Review the material and extract every line in which the word "white" occurs.

BEGIN

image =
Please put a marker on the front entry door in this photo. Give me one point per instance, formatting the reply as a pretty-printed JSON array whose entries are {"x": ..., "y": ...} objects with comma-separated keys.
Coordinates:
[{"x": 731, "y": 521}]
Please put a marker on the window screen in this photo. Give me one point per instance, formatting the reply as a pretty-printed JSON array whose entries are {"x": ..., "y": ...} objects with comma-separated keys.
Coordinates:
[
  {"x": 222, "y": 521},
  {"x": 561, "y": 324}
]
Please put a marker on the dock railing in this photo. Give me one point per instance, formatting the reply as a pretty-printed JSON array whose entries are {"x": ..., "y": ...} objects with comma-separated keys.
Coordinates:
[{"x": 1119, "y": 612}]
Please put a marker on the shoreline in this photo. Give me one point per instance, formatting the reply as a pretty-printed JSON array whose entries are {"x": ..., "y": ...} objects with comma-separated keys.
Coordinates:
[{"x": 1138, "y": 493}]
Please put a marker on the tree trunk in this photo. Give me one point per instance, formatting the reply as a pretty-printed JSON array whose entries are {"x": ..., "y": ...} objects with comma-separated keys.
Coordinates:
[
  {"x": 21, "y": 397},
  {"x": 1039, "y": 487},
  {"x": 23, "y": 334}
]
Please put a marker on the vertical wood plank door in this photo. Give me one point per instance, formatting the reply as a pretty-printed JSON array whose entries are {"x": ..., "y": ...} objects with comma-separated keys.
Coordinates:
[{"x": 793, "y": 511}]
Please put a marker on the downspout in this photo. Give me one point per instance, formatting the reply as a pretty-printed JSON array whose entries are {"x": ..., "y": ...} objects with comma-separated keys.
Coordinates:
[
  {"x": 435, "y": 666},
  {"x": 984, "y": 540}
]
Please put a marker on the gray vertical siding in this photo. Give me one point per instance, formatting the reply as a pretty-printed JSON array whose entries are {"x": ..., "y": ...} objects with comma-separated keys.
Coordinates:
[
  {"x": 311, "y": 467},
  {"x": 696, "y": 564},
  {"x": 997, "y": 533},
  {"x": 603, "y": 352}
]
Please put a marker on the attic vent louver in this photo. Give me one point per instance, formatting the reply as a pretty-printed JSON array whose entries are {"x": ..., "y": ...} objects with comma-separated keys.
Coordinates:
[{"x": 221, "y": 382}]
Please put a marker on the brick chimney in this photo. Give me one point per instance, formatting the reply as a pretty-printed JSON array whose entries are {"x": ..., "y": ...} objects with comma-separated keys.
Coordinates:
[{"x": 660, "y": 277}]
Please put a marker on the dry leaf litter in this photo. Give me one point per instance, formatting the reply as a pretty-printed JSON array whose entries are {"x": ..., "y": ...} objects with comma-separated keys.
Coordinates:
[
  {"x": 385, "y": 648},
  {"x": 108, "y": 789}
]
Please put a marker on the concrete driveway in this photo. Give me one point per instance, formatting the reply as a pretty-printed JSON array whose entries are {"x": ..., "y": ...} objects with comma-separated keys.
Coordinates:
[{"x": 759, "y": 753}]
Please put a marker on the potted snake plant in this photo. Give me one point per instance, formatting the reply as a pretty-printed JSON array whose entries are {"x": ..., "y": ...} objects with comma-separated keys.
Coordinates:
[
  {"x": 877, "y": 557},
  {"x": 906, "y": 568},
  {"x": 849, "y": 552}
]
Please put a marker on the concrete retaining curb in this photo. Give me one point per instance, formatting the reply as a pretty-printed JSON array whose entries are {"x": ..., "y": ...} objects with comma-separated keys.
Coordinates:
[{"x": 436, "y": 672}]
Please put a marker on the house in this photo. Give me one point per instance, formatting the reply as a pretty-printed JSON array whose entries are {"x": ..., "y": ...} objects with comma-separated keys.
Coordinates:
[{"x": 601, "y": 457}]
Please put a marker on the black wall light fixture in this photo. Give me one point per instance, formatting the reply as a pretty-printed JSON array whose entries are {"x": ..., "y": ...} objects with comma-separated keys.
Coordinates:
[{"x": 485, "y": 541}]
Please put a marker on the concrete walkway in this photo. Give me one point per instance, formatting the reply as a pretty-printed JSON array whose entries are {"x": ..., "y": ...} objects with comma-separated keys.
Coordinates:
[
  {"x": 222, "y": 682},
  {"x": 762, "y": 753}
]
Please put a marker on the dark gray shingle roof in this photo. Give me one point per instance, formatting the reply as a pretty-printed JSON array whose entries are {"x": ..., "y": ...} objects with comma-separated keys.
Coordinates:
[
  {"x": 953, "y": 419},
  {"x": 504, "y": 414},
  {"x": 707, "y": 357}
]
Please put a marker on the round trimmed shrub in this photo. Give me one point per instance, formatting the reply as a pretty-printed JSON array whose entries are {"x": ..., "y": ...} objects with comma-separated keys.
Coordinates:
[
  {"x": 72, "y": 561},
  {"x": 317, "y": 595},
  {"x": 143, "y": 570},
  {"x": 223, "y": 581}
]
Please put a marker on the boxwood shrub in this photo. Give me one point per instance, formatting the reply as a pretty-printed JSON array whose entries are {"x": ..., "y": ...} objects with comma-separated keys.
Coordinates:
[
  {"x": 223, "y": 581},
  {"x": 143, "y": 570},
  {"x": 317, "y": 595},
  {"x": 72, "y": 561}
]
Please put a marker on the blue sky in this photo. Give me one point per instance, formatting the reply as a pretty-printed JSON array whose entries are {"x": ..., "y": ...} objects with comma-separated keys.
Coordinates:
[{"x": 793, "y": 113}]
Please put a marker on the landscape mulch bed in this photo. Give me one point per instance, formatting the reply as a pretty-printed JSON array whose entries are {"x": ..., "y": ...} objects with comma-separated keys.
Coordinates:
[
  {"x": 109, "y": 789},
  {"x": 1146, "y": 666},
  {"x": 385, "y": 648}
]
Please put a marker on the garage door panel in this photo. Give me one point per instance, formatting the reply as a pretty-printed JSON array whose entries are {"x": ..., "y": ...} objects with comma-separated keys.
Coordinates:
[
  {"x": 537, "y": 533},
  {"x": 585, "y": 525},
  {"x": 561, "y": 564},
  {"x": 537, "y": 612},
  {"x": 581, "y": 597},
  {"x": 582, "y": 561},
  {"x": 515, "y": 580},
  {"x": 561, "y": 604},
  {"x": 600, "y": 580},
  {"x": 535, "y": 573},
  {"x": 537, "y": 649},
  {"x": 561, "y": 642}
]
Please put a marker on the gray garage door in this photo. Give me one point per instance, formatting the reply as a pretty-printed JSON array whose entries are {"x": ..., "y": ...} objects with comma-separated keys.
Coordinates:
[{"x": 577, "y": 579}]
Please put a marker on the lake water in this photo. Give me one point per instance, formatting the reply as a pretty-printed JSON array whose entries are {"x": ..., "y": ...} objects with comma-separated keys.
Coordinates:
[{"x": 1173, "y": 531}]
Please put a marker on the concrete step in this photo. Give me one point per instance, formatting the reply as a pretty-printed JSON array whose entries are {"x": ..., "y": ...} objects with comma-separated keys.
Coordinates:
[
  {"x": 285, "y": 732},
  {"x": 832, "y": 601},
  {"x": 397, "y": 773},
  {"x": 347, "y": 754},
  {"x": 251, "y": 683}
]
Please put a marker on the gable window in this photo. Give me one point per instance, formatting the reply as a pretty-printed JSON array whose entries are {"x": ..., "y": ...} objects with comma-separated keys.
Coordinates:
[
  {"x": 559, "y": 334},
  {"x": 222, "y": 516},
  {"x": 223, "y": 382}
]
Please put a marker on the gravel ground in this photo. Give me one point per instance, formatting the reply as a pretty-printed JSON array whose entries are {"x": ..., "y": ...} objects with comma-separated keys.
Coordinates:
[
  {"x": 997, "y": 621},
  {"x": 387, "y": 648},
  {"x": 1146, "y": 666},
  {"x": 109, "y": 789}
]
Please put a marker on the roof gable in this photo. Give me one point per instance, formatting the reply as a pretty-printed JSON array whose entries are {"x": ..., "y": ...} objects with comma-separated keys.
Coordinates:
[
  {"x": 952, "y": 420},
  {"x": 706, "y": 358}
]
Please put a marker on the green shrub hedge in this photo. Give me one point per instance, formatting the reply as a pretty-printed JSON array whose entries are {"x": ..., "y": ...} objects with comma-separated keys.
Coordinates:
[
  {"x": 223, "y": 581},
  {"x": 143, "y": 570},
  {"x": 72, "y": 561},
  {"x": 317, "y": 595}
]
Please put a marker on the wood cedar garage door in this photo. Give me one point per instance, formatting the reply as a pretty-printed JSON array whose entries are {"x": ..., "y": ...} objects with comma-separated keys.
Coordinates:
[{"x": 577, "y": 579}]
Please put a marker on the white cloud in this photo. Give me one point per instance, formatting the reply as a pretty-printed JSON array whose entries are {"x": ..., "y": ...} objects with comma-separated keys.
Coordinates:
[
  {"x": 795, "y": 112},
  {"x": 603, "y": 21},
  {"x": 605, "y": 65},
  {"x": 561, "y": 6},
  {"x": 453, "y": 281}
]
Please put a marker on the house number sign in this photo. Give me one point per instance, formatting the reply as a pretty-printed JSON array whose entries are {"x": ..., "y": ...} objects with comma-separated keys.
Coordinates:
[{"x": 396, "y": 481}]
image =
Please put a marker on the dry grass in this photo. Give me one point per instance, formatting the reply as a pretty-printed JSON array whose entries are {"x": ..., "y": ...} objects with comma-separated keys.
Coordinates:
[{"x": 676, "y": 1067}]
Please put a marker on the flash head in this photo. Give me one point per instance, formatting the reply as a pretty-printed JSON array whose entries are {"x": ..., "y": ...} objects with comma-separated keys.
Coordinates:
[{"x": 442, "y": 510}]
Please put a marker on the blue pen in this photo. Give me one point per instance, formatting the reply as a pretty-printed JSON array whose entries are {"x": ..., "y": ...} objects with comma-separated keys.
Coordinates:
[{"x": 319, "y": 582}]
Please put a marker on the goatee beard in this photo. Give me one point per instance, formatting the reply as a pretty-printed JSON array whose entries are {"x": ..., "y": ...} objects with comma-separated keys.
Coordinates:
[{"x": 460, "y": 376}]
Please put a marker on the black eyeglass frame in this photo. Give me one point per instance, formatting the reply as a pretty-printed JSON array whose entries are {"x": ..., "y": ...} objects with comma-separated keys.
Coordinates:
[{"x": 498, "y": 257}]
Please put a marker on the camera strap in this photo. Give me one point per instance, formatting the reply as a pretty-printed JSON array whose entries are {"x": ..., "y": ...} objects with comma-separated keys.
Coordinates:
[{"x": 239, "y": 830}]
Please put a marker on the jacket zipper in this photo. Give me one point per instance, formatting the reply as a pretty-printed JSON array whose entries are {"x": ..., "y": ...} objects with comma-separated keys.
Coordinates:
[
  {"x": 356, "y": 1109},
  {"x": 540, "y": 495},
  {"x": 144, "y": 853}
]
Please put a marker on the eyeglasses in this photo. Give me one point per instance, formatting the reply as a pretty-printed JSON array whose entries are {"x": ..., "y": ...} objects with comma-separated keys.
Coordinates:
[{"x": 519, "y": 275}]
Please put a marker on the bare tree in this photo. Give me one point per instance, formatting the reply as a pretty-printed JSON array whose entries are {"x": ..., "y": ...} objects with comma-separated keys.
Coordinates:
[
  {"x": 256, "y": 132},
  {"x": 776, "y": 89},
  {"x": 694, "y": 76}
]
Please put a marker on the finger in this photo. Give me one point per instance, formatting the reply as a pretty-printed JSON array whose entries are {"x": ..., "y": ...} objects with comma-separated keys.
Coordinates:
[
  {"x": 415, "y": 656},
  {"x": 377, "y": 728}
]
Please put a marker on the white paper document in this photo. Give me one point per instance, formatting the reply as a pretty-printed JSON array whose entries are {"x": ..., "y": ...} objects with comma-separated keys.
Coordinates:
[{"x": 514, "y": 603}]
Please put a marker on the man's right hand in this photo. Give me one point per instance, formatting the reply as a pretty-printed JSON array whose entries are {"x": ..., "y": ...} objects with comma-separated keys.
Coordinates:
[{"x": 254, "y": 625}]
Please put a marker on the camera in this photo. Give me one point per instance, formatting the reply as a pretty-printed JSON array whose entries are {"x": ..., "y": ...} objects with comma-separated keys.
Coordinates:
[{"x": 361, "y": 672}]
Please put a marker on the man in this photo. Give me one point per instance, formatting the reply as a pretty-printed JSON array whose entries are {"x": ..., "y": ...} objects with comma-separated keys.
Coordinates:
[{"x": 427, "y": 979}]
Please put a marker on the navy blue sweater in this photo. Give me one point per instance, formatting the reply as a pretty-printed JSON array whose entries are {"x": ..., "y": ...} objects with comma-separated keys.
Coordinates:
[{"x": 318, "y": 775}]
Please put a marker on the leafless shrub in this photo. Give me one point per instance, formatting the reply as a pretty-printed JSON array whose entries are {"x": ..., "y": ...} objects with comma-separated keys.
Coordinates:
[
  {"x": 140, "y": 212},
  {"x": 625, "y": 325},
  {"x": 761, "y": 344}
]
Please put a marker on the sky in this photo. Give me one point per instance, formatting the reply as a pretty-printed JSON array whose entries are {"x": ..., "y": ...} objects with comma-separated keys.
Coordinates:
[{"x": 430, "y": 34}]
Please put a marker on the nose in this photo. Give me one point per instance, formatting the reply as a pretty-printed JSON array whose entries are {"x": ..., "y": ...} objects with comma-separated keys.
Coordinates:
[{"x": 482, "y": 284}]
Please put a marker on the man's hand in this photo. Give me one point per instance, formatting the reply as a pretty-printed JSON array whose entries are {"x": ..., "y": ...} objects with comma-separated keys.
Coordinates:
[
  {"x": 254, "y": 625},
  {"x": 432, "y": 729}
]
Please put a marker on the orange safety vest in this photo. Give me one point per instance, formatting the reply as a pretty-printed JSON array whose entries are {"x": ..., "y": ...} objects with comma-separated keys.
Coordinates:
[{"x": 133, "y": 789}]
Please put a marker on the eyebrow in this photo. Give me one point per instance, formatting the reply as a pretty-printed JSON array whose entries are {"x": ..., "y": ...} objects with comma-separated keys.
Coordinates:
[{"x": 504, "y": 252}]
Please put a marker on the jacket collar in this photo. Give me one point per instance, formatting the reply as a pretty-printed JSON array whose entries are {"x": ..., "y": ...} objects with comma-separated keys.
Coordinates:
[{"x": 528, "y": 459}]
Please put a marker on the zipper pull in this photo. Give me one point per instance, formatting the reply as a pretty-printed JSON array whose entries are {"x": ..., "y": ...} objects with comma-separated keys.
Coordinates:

END

» **RESULT OF THE TASK**
Please put a marker on the white cloud in this photo. Give me one point per instance, formatting the reply as a pretty-printed JSON array whose entries are {"x": ..., "y": ...} objects with comma-separated keys.
Please put a marker on the white paper document in this photo. Give me one point per instance, formatting the reply as a pretty-printed JSON array whose entries are {"x": ..., "y": ...} objects with comma-separated keys.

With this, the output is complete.